> TEXT EXCERPT
━━━━━━━━━━━━━━━━

This was a significant triumph for Nizam ul Mulk, demonstrating his masterful tactics and skill in securing victory over Dilawar Ali Khan with minimal casualties. Tarikh-i-Muzaffari writes:

 Bakht bawar gar bavad
sindan zi dandan bi-shkanad
Tali-i-bargashtah ra
faludah dandan bi-shkanad.

Nizam-ul-Mulk celebrated his victory by having drums beaten. There were few casualties on his side, with notable losses including Badakhshi Khan and Diler Khan. Iwaz Khan and Ghiyas Khan were among the wounded. Nizam ul Mulk claimed guns and elephants for his own use and the soldiers and looters seized a significant amount of booty. The victorious army camped at the same spot, but the night was disturbed by a loose elephant that caused chaos until Mutawassil Khan shot it down with an arrow.

==Aftermath==
Nizam ul Mulk's officers requested instructions to pursue the enemy, but he declined. Instead, he gathered the wounded near his tent and provided them with surgeons, healing ointments, and clothing. Some were given horses, other palanquins, and still other litters for transportation. Upon their recovery, he invited them to join his forces. However, as their leader Husain Ali Khan was still alive, they declined and their travel expenses were covered before they departed. The body of Dilawar Ali Khan was respectfully buried, while the bodies of the Hindus were cremated under the supervision of Rajah Indar Singh. Nizam ul Mulk and his soldiers then returned to Burhanpur.

Following these events, two more battles were waged the Battle of Balapur and the Battle of Hasanpur where Nizam achieved decisive victories against the Imperial Armies led by Sayyid commanders. He successfully eliminated key figures such as Alam Ali, Hussain Ali, and Dilawar Ali, along with their allies, resulting in the weakening of Sayyid authority in the Deccan region. Consequently, this paved the way for the establishment of an independent state known as the Hyderabad State.

━━━━━━━━━━━━━━━━

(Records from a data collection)
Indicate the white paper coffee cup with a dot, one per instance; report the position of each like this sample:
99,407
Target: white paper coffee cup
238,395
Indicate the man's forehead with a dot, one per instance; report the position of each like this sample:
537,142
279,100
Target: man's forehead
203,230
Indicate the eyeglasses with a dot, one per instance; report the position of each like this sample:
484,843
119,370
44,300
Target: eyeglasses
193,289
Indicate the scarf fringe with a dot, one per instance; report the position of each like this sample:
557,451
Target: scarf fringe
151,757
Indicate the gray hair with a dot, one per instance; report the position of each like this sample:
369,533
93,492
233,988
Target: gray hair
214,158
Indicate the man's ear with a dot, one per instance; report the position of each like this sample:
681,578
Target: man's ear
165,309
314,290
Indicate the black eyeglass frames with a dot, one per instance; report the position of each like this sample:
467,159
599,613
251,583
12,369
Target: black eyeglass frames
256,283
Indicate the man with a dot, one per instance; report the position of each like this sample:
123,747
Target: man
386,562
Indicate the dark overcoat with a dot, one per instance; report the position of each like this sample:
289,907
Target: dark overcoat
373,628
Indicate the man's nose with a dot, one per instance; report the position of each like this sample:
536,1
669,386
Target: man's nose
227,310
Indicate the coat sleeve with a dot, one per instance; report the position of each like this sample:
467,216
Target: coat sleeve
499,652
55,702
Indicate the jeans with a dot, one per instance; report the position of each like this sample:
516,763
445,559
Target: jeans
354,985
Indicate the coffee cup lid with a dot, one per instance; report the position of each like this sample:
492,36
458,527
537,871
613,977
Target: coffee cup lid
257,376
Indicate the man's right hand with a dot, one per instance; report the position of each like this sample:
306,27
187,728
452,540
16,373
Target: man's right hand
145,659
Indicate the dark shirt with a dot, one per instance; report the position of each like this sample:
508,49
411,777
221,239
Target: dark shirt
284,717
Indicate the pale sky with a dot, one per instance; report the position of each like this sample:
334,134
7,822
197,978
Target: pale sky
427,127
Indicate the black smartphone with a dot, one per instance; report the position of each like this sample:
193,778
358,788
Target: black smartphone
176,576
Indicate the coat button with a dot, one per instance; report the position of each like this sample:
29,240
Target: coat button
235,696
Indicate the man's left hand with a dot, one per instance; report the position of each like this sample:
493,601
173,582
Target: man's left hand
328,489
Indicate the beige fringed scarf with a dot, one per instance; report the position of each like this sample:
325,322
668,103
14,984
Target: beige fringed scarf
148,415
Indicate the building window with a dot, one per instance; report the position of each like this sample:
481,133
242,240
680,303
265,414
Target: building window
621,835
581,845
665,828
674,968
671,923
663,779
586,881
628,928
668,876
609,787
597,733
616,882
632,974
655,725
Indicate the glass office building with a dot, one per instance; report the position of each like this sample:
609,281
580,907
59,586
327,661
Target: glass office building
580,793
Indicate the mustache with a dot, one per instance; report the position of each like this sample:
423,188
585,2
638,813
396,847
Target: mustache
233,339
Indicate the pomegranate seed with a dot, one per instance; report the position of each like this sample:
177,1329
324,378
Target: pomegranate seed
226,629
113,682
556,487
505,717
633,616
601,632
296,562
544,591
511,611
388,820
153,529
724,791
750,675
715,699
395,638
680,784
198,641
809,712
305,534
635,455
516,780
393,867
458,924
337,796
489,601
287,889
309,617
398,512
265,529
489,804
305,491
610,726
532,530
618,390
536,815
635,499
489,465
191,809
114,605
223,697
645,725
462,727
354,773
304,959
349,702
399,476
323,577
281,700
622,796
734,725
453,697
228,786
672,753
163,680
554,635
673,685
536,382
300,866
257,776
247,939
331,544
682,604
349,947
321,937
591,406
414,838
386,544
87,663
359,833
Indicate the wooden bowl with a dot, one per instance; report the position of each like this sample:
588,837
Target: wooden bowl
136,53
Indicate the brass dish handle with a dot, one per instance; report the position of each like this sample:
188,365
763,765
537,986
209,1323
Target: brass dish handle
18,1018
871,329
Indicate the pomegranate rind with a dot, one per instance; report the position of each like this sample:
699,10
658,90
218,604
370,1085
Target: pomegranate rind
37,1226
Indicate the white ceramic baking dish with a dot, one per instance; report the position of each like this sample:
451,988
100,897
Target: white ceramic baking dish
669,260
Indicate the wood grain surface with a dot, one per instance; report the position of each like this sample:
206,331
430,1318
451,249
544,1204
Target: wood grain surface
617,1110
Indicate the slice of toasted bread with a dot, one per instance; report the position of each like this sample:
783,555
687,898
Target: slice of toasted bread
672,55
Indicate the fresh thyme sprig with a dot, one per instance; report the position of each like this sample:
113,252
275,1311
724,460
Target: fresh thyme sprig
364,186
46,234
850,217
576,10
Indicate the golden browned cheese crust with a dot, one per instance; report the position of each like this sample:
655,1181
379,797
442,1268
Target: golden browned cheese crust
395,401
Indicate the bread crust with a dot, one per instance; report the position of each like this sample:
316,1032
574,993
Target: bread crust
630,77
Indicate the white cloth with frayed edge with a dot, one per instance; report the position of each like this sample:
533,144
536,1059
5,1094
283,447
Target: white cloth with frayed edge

━━━━━━━━━━━━━━━━

> REQUIRED ACTION
According to the text about Nizam ul Mulk's victory over Dilawar Ali Khan, who stopped the loose elephant that disturbed the camp at night?

> WRITTEN ANSWER
Mutawassil Khan shot it down with an arrow.